Excerpts of location labeling data:
----

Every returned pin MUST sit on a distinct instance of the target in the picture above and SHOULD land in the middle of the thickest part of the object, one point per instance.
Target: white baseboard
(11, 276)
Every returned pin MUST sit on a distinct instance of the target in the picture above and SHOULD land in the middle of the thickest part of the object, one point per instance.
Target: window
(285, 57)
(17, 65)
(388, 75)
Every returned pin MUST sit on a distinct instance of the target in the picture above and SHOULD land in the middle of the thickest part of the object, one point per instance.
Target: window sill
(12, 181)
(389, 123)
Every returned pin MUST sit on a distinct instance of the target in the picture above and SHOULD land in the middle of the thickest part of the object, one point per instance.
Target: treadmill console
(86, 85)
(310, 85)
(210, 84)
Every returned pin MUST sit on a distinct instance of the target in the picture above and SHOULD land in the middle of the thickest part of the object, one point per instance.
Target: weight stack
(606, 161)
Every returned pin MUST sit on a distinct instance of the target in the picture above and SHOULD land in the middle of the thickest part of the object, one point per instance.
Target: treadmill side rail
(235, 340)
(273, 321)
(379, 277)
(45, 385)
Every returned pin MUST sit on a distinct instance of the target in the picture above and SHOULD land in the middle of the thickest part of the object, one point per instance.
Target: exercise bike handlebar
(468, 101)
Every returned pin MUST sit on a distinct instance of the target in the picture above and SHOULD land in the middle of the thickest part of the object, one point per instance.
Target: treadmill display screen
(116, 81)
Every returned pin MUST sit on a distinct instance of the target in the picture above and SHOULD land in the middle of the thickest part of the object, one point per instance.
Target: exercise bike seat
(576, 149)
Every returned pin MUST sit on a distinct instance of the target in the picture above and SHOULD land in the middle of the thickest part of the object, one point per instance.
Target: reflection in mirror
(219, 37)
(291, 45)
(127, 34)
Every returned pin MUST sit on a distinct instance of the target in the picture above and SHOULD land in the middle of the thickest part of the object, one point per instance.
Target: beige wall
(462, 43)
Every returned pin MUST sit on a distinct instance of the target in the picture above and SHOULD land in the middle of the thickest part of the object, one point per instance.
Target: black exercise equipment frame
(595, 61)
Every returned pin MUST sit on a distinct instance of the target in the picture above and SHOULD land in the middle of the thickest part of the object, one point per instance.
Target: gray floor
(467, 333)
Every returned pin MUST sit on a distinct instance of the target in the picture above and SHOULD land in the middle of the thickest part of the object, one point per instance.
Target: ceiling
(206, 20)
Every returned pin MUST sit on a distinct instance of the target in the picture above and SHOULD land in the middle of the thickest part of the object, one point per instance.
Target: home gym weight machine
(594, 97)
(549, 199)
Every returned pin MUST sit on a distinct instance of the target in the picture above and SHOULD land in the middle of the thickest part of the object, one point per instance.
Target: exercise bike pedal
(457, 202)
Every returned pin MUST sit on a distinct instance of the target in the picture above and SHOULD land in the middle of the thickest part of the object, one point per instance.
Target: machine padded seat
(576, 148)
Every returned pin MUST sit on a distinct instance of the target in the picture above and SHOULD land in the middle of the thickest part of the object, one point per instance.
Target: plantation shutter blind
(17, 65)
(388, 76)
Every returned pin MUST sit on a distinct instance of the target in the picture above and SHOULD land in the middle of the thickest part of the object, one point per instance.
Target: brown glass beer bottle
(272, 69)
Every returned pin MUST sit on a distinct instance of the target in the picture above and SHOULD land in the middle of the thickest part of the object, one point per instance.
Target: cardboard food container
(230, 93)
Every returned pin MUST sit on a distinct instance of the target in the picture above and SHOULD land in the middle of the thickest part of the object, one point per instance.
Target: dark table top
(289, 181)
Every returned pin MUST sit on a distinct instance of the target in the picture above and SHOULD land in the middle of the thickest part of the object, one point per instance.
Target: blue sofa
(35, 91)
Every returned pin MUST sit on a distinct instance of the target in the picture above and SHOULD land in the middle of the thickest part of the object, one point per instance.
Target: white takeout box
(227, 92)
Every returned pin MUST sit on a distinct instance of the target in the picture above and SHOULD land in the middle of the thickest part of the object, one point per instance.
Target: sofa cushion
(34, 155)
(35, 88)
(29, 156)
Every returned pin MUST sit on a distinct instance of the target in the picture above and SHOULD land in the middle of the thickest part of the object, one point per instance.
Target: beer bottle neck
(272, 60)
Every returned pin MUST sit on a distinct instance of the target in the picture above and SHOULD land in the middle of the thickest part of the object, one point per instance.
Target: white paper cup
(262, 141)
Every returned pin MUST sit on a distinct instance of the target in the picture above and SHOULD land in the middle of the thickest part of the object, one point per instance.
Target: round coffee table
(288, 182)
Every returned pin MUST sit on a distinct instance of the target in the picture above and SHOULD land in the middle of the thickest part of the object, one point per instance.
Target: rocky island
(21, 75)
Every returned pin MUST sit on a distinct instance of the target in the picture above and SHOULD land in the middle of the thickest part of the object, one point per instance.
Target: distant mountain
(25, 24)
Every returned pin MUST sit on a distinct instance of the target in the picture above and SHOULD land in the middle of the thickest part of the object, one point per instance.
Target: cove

----

*Aim of the exercise*:
Write out every entry verbatim.

*Correct result*:
Every returned pin MUST sit on a distinct instance of the target in the picture above and SHOULD land in the middle of the thickest part of the object, one point per instance.
Target: white baseboard
(11, 276)
Every returned pin MUST sit on a distinct instance of the target in the picture above and SHOULD land in the middle of the thickest part of the object, one point per instance.
Target: window
(285, 57)
(17, 65)
(388, 75)
Every returned pin MUST sit on a distinct instance of the target in the picture above and SHOULD land in the middle of the thickest part of the object, one point per instance.
Target: window sill
(12, 181)
(389, 123)
Every returned pin MUST sit on a distinct instance of the target in the picture above and SHOULD land in the middle of the thickest part of the object, one point per instance.
Target: treadmill console
(86, 85)
(310, 85)
(210, 84)
Every returned pin MUST sit on a distinct instance of the target in the picture above and SHOULD land in the middle of the thickest part of the object, one point per instance.
Target: weight stack
(606, 161)
Every returned pin MUST sit on a distinct instance of the target in the picture above and SHOULD land in the middle of the thickest part of the object, one point per instance.
Target: treadmill side rail
(235, 340)
(273, 321)
(379, 277)
(45, 385)
Every returned pin MUST sit on a distinct instance of the target in the picture above and SHOULD land in the middle of the thickest part of the object, one point per instance.
Target: exercise bike handlebar
(468, 101)
Every returned pin MUST sit on a distinct instance of the target in the picture above and SHOULD land in the middle of the thickest part of the object, one point per instance.
Target: treadmill display screen
(116, 81)
Every returned pin MUST sit on a distinct instance of the target in the picture above and SHOULD land in the middle of the thickest part of the object, one point per instance.
Target: exercise bike seat
(576, 149)
Every returned pin MUST sit on a distinct instance of the target in the picture above and SHOULD land in the middle of the thickest part of the object, one point per instance.
Target: reflection in mirror
(219, 37)
(291, 45)
(127, 34)
Every returned pin MUST sit on a distinct instance of the target in the picture above and SHOULD land in the middle of the thickest part of the object, one point per instance.
Target: beige wall
(462, 43)
Every returned pin MUST sit on a distinct instance of the target in the picture above and SHOULD land in the middle of the thickest part of the object, one point per instance.
Target: black exercise equipment frame
(595, 61)
Every returned pin MUST sit on a distinct instance of the target in the picture above and SHOULD land in the middle of the thickest part of the object, one point per instance.
Target: gray floor
(467, 333)
Every returned pin MUST sit on a distinct instance of the target in the picture above and SHOULD land in the middle of the thickest part of the object, one point per instance.
Target: ceiling
(206, 20)
Every returned pin MUST sit on a distinct instance of the target in the picture above and SHOULD land in the middle of the thickest part of the object, one point per instance.
Target: home gym weight machine
(594, 97)
(549, 199)
Every returned pin MUST sit on a distinct instance of the target in the picture above and SHOULD land in the middle of the thickest part of the object, one point per instance.
Target: exercise bike pedal
(457, 202)
Every returned pin MUST sit on a distinct instance of the target in the picture above and SHOULD land in the middle of the thickest part of the object, one point per instance.
Target: machine padded seat
(576, 148)
Every returned pin MUST sit on a distinct instance of the target in the picture above and SHOULD land in the middle of the thickest part of the object, one point per instance.
Target: plantation shutter blind
(17, 65)
(388, 76)
Every returned pin MUST sit on a distinct instance of the target in the picture above and SHOULD land in the middle of the thickest part of the object, one point per instance.
Target: brown glass beer bottle
(272, 69)
Every returned pin MUST sit on a distinct instance of the target in the picture above and SHOULD land in the middle of the thickest part of the object, one point per instance.
Target: cardboard food container
(230, 93)
Every returned pin MUST sit on a distinct instance of the target in the picture above and SHOULD land in the middle of the thickest part of the object, one point per instance.
Target: dark table top
(289, 181)
Every returned pin MUST sit on a distinct instance of the target in the picture above and SHOULD land in the middle of the thickest part of the object, one point per instance.
Target: blue sofa
(35, 91)
Every returned pin MUST sit on a distinct instance of the target in the picture above and SHOULD land in the middle of the thickest part of the object, one point per instance.
Target: white takeout box
(227, 92)
Every returned pin MUST sit on a distinct instance of the target in the picture above and SHOULD land in the middle of the thickest part of the object, one point per instance.
Target: sofa cushion
(34, 155)
(35, 88)
(29, 156)
Every returned pin MUST sit on a distinct instance of the target in the picture above and SHOULD land in the middle of the thickest part of the object, one point per instance.
Target: beer bottle neck
(272, 60)
Every returned pin MUST sit on a distinct instance of the target in the picture above and SHOULD land in the middle of the thickest part of the object, one point per instance.
Target: white paper cup
(262, 141)
Every returned pin MUST sit on a distinct instance of the target in the picture above and SHOULD land in the middle of the thickest part of the object, one point per instance.
Target: round coffee table
(288, 182)
Every returned pin MUST sit on a distinct instance of the target in the picture above and SHOULD land in the middle of the thickest part of the object, one point per instance.
Target: rocky island
(21, 75)
Every returned pin MUST sit on a distinct instance of the target in the picture above and SHOULD land in the middle of the thickest part of the object, one point per instance.
Target: distant mountain
(25, 24)
Every returned pin MUST sit on a distinct instance of the target in the picture above and SHOULD land in the middle of the thickest part of the object, one point per instance.
Target: cove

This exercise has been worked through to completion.